## STORED ROWS
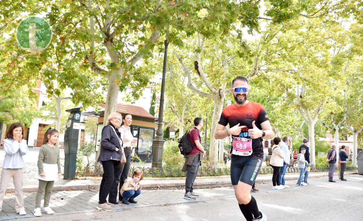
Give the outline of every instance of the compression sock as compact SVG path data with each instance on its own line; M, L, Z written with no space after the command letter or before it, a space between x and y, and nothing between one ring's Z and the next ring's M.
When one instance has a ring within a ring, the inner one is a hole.
M253 215L253 218L257 219L261 218L261 214L258 210L258 207L257 206L257 202L253 197L251 197L251 201L246 204L246 208Z
M248 209L246 207L246 205L238 204L238 205L240 206L240 209L241 210L241 212L242 212L243 216L246 218L246 220L249 221L252 220L253 218L253 217L252 216L252 213L248 210Z

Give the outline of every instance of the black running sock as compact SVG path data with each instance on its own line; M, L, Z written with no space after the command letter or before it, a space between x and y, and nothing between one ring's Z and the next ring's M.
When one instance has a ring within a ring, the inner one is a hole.
M261 218L261 214L260 213L258 207L257 206L257 202L253 197L251 197L251 201L246 204L246 208L253 215L253 218L258 219Z
M252 216L252 213L248 210L248 209L246 207L246 205L238 204L238 205L240 206L240 209L241 210L241 212L242 212L243 216L246 218L246 220L248 221L252 220L253 218L253 217Z

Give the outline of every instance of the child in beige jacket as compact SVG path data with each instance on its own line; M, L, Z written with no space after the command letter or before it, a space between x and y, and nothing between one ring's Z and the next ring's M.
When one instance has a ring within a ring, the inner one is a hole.
M120 194L123 197L122 203L129 204L130 203L136 203L135 198L141 193L140 189L140 181L142 180L144 173L142 170L136 170L134 172L130 180L125 181L120 190Z

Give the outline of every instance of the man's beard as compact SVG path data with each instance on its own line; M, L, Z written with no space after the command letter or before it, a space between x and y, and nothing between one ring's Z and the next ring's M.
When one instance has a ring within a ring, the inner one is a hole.
M233 96L234 98L234 100L236 101L236 103L238 104L243 104L246 102L246 101L247 100L247 95L245 95L245 99L243 100L241 100L238 99L237 96L238 95L233 95Z

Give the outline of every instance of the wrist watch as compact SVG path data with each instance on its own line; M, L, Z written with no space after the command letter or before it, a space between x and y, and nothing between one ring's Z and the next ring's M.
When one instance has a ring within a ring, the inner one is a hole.
M262 136L261 137L263 137L266 135L266 133L265 132L265 131L264 131L263 130L262 130Z

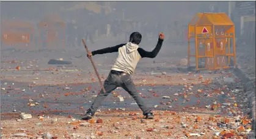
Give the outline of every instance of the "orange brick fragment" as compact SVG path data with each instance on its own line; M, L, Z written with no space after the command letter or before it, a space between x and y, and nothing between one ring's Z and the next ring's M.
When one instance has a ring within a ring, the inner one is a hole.
M134 117L132 117L132 119L133 120L136 120L137 119L137 117L135 117L135 116Z
M196 119L196 121L200 122L200 121L202 121L202 117L197 117L197 118Z
M153 130L154 129L153 128L148 128L146 129L147 131L149 131L149 132L153 131Z
M227 138L231 138L232 137L235 137L235 134L233 132L226 133L225 134L224 137L226 137Z
M237 129L237 131L238 131L238 132L243 132L246 131L246 129L244 129L244 127L243 126L241 126L238 127L238 128Z
M89 123L93 124L93 123L95 123L96 121L94 119L91 119L88 121Z
M96 134L99 136L101 136L103 135L103 132L96 131Z
M103 123L103 121L102 120L102 119L98 119L97 122L97 123Z
M190 137L190 134L188 134L188 133L186 133L185 135L188 138L189 138Z
M226 132L225 131L221 131L221 133L219 134L219 135L221 135L221 136L224 136L225 134L226 134Z
M244 120L242 120L242 124L243 124L243 125L246 125L246 124L247 124L249 123L250 123L250 121L249 120L245 120L245 119L244 119Z

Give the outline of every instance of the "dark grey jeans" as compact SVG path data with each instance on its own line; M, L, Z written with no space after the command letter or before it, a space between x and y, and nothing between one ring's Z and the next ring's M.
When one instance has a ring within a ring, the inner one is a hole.
M104 83L106 92L104 93L101 89L89 110L94 114L98 107L101 106L104 99L118 87L122 87L133 97L139 108L142 110L143 115L145 115L147 113L151 112L151 110L147 107L144 99L137 92L136 87L131 76L128 74L122 75L112 73L112 72L109 73L108 78Z

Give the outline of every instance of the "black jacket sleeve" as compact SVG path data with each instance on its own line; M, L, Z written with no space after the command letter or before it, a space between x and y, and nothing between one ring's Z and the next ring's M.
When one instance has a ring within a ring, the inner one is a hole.
M92 52L92 55L98 55L98 54L104 54L107 53L112 53L112 52L117 52L119 48L125 46L125 44L121 44L115 46L109 47L102 49L100 49L98 50L95 50Z
M155 58L160 51L163 41L164 39L159 38L156 47L152 52L145 51L144 49L140 47L138 48L137 51L142 58Z

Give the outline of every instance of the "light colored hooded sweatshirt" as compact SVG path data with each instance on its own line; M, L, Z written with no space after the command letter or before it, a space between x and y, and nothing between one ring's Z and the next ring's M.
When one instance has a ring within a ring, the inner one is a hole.
M137 64L142 58L137 51L138 48L138 45L131 42L120 47L117 58L111 70L131 75L134 72Z

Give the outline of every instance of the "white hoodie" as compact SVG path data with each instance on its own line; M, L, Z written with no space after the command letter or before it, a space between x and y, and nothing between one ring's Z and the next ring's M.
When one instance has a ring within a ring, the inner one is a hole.
M117 58L111 70L131 75L134 72L137 64L142 58L137 50L138 48L138 45L131 42L120 47Z

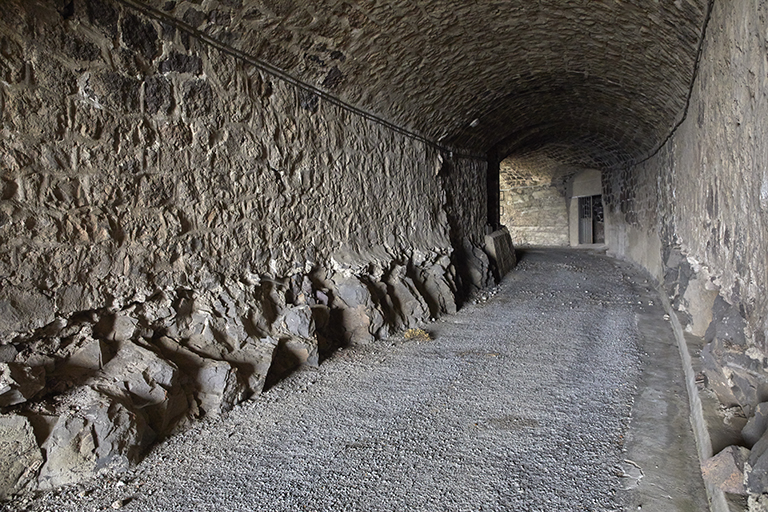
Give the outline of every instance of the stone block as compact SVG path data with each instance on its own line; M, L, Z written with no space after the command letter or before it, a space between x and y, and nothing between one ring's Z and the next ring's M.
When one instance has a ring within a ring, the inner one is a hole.
M515 268L517 264L512 237L505 227L494 231L490 235L485 235L485 252L488 253L490 259L495 263L496 271L498 272L496 277L499 280Z
M701 464L704 480L723 492L746 494L744 463L749 450L741 446L729 446Z
M24 416L0 416L0 500L18 492L43 463L32 425Z
M144 417L91 388L67 397L41 448L40 489L77 483L105 471L124 471L137 462L154 435Z
M0 407L30 400L45 387L45 368L0 363Z
M741 429L741 437L748 447L752 447L763 437L766 429L768 429L768 402L763 402L755 407L754 414Z

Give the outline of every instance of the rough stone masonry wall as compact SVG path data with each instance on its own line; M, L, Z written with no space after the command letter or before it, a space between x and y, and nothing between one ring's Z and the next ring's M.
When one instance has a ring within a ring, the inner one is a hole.
M0 498L489 284L485 162L111 0L2 11Z
M501 223L516 247L568 245L564 180L547 163L546 158L501 162Z
M767 31L765 2L715 2L685 122L652 159L604 180L617 227L609 245L664 283L687 329L708 342L709 386L759 421L768 401ZM761 464L765 475L768 458ZM752 474L750 492L767 492L768 477Z

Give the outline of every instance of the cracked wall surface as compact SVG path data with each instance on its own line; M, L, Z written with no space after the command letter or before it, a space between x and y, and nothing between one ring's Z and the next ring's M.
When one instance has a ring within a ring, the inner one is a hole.
M659 279L706 342L702 382L750 418L740 492L753 500L768 490L767 29L763 2L715 2L685 122L648 161L604 174L609 245Z
M611 248L760 363L765 13L714 3L688 105L710 3L4 2L0 495L455 311L497 156L602 171Z
M491 283L484 160L110 0L5 2L0 55L0 496Z

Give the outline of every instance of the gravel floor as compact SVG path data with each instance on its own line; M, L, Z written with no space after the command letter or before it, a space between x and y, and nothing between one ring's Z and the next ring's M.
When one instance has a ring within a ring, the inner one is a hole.
M433 340L339 351L120 478L6 507L624 510L641 278L591 252L528 251L500 287L427 326Z

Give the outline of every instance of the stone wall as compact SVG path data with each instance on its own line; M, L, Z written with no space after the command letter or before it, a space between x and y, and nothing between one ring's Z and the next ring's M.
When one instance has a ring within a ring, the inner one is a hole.
M653 158L604 179L611 248L664 283L708 342L708 386L747 416L768 400L767 30L765 3L714 2L685 122Z
M485 162L220 43L111 0L3 4L0 497L490 283Z
M507 158L500 165L501 223L516 247L568 245L564 176L548 159Z

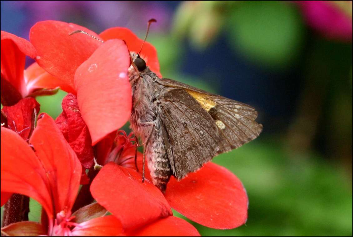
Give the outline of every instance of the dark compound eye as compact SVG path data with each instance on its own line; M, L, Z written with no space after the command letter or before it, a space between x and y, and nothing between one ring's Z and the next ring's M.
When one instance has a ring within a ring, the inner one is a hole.
M146 69L146 62L139 57L134 60L133 63L137 67L139 72L142 72Z

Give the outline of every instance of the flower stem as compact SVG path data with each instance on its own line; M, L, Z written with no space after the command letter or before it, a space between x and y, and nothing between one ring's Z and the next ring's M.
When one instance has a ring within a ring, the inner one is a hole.
M4 206L1 227L15 222L28 220L29 197L17 194L12 195Z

## DESCRIPTION OF THE TASK
Copy out the records word for word, from the line with "Give the outline of every instance of the cracked" through the line with "M491 283L484 160L110 0L5 2L0 55L0 496Z".

## RESPONSE FOR THIS EXERCISE
Give the outline of every instance of the cracked wall surface as compact SVG path data with each instance on its own line; M, L, Z written with no space after the command letter or before it, a space between x and y, and nothing between one ring's Z and the next ring's M.
When one instance has a ring within a ring, the inner one is a hole.
M659 279L706 342L702 382L750 418L740 492L753 500L768 490L767 29L763 2L715 2L685 122L648 161L604 174L609 245Z
M611 248L760 363L765 13L714 3L688 105L710 3L4 2L0 495L455 311L497 156L602 171Z
M491 283L484 160L110 0L5 2L0 55L0 496Z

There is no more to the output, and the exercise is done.